--- YOUR OBJECTIVE ---
Write out each line of the items below that contains the word "hand".

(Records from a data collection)
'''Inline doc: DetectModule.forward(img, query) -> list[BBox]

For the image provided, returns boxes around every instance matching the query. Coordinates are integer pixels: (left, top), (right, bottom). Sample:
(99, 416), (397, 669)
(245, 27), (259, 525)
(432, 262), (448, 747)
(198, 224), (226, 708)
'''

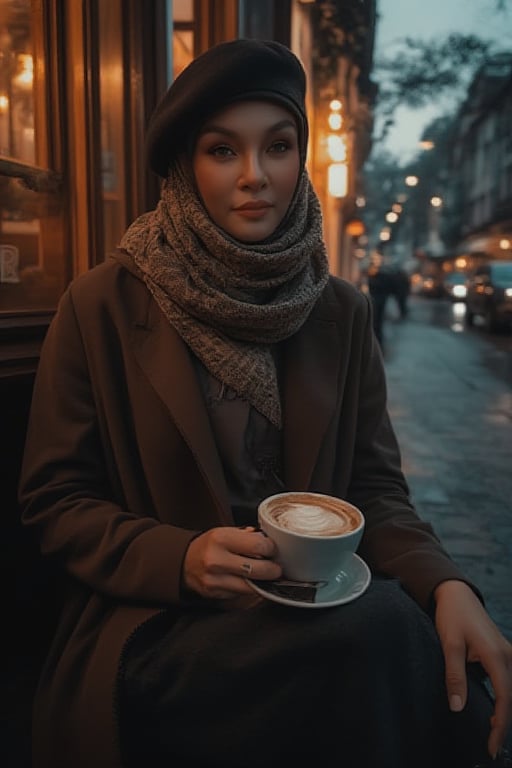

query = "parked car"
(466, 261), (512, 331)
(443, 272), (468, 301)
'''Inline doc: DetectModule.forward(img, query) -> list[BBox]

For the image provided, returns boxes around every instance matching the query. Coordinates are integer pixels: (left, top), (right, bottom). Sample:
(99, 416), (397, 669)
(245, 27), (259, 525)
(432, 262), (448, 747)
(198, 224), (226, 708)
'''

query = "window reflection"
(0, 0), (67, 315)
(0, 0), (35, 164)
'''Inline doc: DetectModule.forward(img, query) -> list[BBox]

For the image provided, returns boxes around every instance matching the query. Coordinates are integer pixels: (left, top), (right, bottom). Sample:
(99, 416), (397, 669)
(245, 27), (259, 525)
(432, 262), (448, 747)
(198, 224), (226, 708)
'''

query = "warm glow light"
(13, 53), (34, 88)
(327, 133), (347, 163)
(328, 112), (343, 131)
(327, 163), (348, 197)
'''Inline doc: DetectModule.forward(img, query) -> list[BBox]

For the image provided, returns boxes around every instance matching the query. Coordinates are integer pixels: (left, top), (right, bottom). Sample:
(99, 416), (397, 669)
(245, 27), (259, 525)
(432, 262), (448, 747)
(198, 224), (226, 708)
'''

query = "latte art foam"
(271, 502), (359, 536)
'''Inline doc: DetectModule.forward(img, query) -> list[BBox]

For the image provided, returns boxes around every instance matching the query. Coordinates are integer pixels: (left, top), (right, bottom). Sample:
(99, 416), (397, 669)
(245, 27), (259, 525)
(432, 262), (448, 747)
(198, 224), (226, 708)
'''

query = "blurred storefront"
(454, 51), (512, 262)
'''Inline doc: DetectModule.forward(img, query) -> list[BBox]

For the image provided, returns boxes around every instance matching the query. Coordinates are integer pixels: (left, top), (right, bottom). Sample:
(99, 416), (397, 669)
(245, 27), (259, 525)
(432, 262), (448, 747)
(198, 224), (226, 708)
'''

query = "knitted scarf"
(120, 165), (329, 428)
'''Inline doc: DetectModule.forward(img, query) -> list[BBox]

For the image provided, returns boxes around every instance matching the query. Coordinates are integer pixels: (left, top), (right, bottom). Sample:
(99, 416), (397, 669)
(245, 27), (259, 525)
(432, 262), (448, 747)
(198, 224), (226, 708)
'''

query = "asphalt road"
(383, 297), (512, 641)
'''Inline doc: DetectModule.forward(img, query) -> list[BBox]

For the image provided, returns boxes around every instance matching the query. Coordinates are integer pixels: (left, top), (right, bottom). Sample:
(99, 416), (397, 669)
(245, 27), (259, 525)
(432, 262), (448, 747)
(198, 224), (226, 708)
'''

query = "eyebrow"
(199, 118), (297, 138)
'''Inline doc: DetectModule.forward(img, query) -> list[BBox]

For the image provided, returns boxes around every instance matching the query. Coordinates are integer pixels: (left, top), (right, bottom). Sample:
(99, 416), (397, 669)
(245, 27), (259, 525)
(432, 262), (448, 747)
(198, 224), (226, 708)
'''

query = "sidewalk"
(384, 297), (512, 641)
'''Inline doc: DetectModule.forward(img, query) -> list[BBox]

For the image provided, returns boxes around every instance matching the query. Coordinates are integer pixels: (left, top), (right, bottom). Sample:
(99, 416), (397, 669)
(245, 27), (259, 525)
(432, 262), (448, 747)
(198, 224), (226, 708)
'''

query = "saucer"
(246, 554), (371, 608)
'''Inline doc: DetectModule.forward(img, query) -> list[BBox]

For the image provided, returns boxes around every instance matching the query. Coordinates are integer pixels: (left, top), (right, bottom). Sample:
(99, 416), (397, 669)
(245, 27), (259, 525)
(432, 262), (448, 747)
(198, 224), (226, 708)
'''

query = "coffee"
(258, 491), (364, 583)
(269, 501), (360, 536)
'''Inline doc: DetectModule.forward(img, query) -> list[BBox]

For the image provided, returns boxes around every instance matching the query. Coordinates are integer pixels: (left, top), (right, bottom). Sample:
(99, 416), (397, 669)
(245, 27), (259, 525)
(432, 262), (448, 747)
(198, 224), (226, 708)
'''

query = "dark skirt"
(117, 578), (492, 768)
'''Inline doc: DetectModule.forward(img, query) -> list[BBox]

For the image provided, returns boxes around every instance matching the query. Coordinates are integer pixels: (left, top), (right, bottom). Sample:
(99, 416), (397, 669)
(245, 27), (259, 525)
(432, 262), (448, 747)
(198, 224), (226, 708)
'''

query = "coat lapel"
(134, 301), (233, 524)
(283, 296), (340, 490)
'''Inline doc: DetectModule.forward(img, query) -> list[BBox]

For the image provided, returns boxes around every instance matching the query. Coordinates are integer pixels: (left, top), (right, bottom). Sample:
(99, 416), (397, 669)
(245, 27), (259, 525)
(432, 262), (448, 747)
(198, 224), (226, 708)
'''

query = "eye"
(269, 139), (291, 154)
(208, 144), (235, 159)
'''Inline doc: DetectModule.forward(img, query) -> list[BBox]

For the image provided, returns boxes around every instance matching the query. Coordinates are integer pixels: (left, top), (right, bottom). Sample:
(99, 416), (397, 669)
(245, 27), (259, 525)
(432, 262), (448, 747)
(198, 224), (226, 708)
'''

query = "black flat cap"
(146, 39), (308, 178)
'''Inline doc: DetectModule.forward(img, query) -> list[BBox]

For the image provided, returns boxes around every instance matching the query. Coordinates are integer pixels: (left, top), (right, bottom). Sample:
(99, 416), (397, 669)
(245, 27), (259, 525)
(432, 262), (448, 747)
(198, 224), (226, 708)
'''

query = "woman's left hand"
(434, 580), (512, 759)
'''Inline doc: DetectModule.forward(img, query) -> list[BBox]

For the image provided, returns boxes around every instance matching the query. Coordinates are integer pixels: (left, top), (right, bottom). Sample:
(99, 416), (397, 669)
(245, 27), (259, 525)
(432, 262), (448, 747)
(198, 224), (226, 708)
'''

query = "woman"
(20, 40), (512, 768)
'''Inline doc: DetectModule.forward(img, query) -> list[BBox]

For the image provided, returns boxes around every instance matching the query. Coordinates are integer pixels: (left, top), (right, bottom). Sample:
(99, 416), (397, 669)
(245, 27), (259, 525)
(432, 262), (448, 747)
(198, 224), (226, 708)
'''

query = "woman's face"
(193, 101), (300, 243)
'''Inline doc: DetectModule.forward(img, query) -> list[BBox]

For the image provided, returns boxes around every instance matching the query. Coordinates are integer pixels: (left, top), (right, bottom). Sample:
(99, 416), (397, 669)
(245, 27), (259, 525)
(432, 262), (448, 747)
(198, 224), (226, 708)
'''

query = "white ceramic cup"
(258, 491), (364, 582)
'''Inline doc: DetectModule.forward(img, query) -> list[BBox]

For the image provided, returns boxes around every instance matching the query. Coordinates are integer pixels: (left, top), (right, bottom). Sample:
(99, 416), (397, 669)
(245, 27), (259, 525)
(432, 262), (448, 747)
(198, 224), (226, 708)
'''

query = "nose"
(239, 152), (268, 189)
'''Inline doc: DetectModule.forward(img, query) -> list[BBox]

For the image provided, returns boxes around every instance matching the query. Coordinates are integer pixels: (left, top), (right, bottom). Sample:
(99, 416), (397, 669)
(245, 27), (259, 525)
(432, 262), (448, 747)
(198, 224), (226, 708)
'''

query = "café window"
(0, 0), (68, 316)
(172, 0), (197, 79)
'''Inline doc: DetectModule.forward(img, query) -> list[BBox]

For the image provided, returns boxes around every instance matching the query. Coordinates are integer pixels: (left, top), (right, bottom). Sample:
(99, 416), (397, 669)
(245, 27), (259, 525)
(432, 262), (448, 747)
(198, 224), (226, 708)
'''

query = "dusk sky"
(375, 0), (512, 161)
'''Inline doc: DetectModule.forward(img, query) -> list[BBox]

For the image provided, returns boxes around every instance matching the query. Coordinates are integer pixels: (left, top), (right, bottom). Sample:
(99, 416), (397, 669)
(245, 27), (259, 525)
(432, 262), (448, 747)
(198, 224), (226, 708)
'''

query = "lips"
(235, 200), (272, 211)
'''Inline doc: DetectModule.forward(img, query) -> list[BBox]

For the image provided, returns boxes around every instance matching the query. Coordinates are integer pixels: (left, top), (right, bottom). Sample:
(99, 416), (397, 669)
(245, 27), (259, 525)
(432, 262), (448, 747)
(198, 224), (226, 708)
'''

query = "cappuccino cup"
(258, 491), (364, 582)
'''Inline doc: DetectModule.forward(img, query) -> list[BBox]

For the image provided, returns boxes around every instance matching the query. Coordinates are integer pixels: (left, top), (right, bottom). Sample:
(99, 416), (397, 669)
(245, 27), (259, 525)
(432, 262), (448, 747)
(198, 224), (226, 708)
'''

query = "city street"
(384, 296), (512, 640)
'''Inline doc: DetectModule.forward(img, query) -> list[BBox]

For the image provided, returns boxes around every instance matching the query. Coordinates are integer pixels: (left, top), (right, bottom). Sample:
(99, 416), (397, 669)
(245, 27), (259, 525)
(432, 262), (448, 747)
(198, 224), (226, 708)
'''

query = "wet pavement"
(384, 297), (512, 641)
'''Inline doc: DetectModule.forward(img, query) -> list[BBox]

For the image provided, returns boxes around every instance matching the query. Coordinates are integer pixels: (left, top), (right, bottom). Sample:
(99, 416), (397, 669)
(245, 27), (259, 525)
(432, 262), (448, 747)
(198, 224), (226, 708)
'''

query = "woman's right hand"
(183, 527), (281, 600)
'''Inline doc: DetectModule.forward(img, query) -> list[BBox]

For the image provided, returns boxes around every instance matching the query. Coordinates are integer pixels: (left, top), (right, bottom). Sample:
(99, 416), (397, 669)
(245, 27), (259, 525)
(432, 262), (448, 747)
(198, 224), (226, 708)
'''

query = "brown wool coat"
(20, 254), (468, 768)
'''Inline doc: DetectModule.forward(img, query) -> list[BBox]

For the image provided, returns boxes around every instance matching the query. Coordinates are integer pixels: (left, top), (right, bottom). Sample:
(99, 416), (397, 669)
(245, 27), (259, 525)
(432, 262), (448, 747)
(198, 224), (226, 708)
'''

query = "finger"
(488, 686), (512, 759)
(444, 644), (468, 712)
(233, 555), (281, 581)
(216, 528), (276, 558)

--- TASK ANSWER ---
query = "woman's left hand"
query = "woman's right hand"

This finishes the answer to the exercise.